YOUR INSTRUCTIONS
Convert every line of the entries below into a JSON list of strings, with one string per line and blank lines omitted.

========

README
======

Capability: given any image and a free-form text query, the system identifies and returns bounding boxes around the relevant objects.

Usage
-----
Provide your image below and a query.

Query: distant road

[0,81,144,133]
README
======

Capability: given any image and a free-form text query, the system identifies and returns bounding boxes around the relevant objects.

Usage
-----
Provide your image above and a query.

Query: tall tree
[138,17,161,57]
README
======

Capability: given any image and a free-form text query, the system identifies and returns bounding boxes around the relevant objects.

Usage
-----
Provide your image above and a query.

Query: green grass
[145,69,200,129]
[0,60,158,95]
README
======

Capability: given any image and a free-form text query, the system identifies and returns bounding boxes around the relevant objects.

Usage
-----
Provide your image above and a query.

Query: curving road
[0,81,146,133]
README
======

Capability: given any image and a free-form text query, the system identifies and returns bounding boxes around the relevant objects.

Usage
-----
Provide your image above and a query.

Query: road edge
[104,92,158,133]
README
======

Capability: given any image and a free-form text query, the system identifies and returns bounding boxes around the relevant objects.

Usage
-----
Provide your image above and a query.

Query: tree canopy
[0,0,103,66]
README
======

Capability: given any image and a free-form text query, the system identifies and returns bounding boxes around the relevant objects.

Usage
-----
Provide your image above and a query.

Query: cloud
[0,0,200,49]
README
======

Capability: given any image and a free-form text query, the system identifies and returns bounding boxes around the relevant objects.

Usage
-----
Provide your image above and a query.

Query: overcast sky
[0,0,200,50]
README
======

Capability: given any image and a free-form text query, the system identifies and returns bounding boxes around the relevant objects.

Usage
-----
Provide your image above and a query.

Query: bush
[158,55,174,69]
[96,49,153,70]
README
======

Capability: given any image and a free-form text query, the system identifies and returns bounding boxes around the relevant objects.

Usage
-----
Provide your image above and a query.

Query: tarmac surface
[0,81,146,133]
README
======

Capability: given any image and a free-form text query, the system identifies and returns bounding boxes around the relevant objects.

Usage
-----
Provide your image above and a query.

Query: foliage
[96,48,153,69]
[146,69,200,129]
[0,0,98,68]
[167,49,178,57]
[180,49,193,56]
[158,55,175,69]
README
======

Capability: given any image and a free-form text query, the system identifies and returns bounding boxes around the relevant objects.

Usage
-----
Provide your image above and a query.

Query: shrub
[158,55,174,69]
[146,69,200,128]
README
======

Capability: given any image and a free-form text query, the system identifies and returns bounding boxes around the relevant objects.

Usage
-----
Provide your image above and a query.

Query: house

========

RESULT FOR THIS EXERCISE
[
  "README",
  "======",
  "Capability: given any image and a free-form text query, the system identifies and returns bounding boxes around the relevant objects.",
  "Usage",
  "-----",
  "Provide your image below and a query.",
  "Query: distant road",
  "[0,81,144,133]",
  "README",
  "======",
  "Capability: given any image and a free-form text query, the system identifies and returns bounding boxes around the relevant objects.",
  "Usage",
  "-----",
  "Provide your image above and a query.",
  "Query: tall tree",
  "[138,17,161,57]",
  "README",
  "======",
  "Capability: given any image and a free-form text query, the system identifies and returns bounding boxes around the relevant objects.",
  "Usage",
  "-----",
  "Provide your image above and a query.",
  "Query: green grass",
  "[145,69,200,129]",
  "[0,60,158,95]",
  "README",
  "======",
  "Capability: given any image and a free-form text query, the system identifies and returns bounding boxes around the relevant objects.",
  "Usage",
  "-----",
  "Provide your image above and a query.",
  "Query: curving road",
  "[0,81,146,133]",
  "README",
  "======",
  "Capability: given any image and a free-form text query, the system identifies and returns bounding boxes around the relevant objects.",
  "Usage",
  "-----",
  "Provide your image above and a query.",
  "Query: road edge",
  "[104,92,158,133]",
  "README",
  "======",
  "Capability: given any image and a free-form text query, the system identifies and returns bounding boxes around the relevant objects.",
  "Usage",
  "-----",
  "Provide your image above and a query.",
  "Query: tree canopy",
  "[0,0,103,66]",
  "README",
  "======",
  "Capability: given any image and a free-form text query, the system identifies and returns bounding boxes around the relevant objects.",
  "Usage",
  "-----",
  "Provide your image above and a query.",
  "Query: cloud",
  "[0,0,200,49]",
  "README",
  "======",
  "Capability: given any image and a free-form text query, the system identifies and returns bounding boxes around the relevant objects.",
  "Usage",
  "-----",
  "Provide your image above and a query.",
  "Query: overcast sky",
  "[0,0,200,50]",
  "README",
  "======",
  "Capability: given any image and a free-form text query, the system identifies and returns bounding boxes around the relevant objects.",
  "Usage",
  "-----",
  "Provide your image above and a query.",
  "Query: bush",
  "[158,55,174,69]",
  "[96,49,153,70]",
  "README",
  "======",
  "Capability: given any image and a free-form text query, the system identifies and returns bounding boxes around the relevant objects.",
  "Usage",
  "-----",
  "Provide your image above and a query.",
  "Query: tarmac surface",
  "[0,81,146,133]",
  "README",
  "======",
  "Capability: given any image and a free-form text query, the system identifies and returns bounding boxes around the relevant objects.",
  "Usage",
  "-----",
  "Provide your image above and a query.",
  "Query: foliage",
  "[96,48,153,69]",
  "[146,69,200,129]",
  "[0,0,98,68]",
  "[167,49,178,57]",
  "[180,49,193,56]",
  "[158,55,175,69]",
  "README",
  "======",
  "Capability: given any image and a free-form text query, the system identifies and returns bounding boxes around the relevant objects.",
  "Usage",
  "-----",
  "Provide your image above and a query.",
  "Query: shrub",
  "[158,55,174,69]",
  "[146,69,200,128]",
  "README",
  "======",
  "Capability: given any image and a free-form text query, the system identifies and returns bounding boxes around the relevant objects.",
  "Usage",
  "-----",
  "Provide your image above and a query.",
  "Query: house"
]